What this exercise asks ::
- 1) List the keywords given in the article on Parliament under the Constitution of India.
- 2) Pick up the article on Parliament under the Constitution of India after its final sentence and carry it forward.

##### Selected passage #####

This article is written by Gargi Mishra, a student of 3 semester in Symbiosis Law School, NOIDA, an intern under Legal Vidiya. The title of the article is Provisions Of Parliament Under Constitution Of India.
ABSTRACT
A union of states, India is often referred to as Bharat. It has a parliamentary form of government and is a Sovereign, Secular, Socialist, and Democratic Republic. The Constitution of India, which was ratified by the Constituent Assembly on 26 November 1949 and took effect on 26 January 1950, is the legal framework within which the Republic is governed.
The Constitution calls for a federal, unitary, parliamentary form of government with particular elements. The President is the officially designated head of the Union’s Executive. The Cabinet of the Parliament of the Union is made up of the President and the two Houses known as the Rajya Sabha and the Lok Sabha. There are provisions given in the constitution that governs the functioning and rules of the parliamentary structure.
“According to Article 74(1) of the Constitution, the President will exercise his or her duties in line with the advice of the Council of Ministers, which is led by the Prime Minister. Thus, the Council of Ministers, which is led by the Prime Minister, has the actual executive power.” [1]
Keywords: Rajya Sabha, Lok Sabha, Speaker, Sessions, Dissolution, Joint Sitting of Houses, Budget.
INTRODUCTION
The Constitution of India provides for a parliamentary system of government, which means that the executive branch of government is derived from and accountable to the legislature (Parliament). The Parliament of India is the top legislative body of the Union government and serves as its supreme law-making body. The provisions related to Parliament in the Indian Constitution are outlined in Part V (The Union) and Part VI (The States). A fundamental element of democratic principles in any democratic system is the parliament, which serves as a forum for debate on matters of social and civic concern in any popular democracy. Although the notion of parliament has its roots in European countries dating back to the Middle Ages, it has become an integral feature of Indian democracy since the country’s democratic foundation.
After a thorough and in-depth analysis of the Constitutions of other nation-states, the leaders of the Indian liberation struggle, legal experts, and other participants in the Constituent Assembly came to the opinion that a parliamentary system of governance was the best form of government. Thus, both houses of parliament were established in 1952 following the first general election.
Provisions of THE INDIAN Parliament
The President of India, the Upper House, or Rajya Sabha, and the Lower House, or Lok Sabha, make up India’s Parliament.
“Article 79 of the Constitution outlines the composition of parliament. The Lower House, also known as the House of People, and the Upper House, also known as the Council of States, are listed as the two houses that make up the Parliament.”[2]
We can state that the position of president is somewhat comparable to the role and duties of the Queen or Crown in the UK in order to understand the functions fulfilled by the president. Despite being a member of the legislature, the President does not sit in parliament. A bill that has been approved by both chambers, meanwhile, cannot become law without the President’s approval.
Composition of Rajya Sabha–
Members of the Rajya Sabha are not directly elected by the people but are elected by the elected members of State Legislative Assemblies and by the members of the Electoral college for Union Territories. The Indian Constitution’s Article 80(1) specifies the procedure for electing these members.

##### Given material #####

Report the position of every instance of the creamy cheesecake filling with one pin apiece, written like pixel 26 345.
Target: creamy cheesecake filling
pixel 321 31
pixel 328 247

#####

Task-by-task outputs ::
- 1) Rajya Sabha, Lok Sabha, Speaker, Sessions, Dissolution, Joint Sitting of Houses, Budget

- 2)
The Rajya Sabha can have a maximum of 250 members, of which 12 are nominated by the President for their contributions to arts, literature, science, and social services.
Rajya Sabha members have a term of six years, with one-third of its members retiring every two years.
According to Article 84 of the Constitution, a person must be an Indian citizen, hold no paid position, and be at least 30 years old in order to be eligible to serve in the Rajya Sabha.
The Indian Constitution’s Article 102 outlines the criteria for disqualification from either chamber. It states that a person must be removed from the house if,
He or she cannot be elected under any law passed by the Parliament if they meet the following criteria: they occupy any office with the potential for financial gain; they are of unsound mind; they have been declared bankrupt; they are not Indian citizens and have voluntarily adopted the nationality of other countries.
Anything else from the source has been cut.